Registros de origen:
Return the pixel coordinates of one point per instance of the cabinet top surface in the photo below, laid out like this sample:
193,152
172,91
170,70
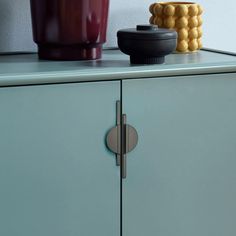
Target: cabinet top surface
27,69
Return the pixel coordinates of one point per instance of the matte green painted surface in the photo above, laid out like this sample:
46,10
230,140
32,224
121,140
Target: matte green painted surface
56,176
181,178
27,69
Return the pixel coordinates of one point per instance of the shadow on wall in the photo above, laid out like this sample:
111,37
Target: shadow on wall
122,19
6,24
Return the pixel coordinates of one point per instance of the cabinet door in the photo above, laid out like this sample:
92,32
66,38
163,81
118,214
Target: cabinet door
181,178
56,176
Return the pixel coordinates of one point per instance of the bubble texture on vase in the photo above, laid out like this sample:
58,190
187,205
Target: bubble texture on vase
185,18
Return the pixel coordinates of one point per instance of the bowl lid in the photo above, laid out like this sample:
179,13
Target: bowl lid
147,32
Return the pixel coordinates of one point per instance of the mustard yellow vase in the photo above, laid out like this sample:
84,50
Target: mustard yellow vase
185,18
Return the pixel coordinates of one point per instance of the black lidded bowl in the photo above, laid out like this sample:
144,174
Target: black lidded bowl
147,44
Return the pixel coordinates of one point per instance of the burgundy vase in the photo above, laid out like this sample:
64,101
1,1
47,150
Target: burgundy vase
69,29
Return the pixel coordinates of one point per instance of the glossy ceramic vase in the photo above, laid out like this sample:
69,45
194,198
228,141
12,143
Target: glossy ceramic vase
185,18
69,29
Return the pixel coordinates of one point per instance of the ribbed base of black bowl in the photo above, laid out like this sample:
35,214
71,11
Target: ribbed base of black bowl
147,60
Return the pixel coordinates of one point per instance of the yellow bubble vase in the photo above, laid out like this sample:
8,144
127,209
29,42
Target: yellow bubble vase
185,18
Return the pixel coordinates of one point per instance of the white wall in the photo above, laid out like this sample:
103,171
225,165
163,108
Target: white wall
219,22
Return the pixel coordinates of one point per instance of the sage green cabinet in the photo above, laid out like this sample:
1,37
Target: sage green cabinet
56,176
181,178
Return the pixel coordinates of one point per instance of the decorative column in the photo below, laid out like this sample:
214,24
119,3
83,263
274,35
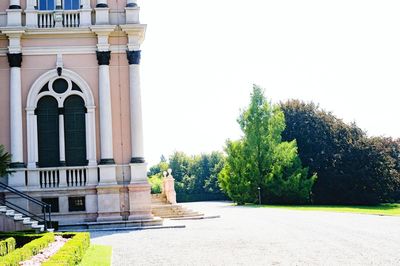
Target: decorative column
31,14
139,188
136,107
14,14
61,135
102,12
15,61
106,138
86,14
14,56
108,195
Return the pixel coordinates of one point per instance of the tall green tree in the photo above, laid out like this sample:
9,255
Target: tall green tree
5,159
352,168
261,160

» **REQUISITOS**
Reproduce sin ningún cambio las líneas de los registros que van desde la que contiene "of the tall" hasta el final de los registros, incluidos ambos extremos.

» **SOLUCIÓN**
Return the pixel coordinates of one point per instance of the tall green tree in the photo above, laid out like this sample:
9,255
Target: tall green tree
5,159
352,168
261,160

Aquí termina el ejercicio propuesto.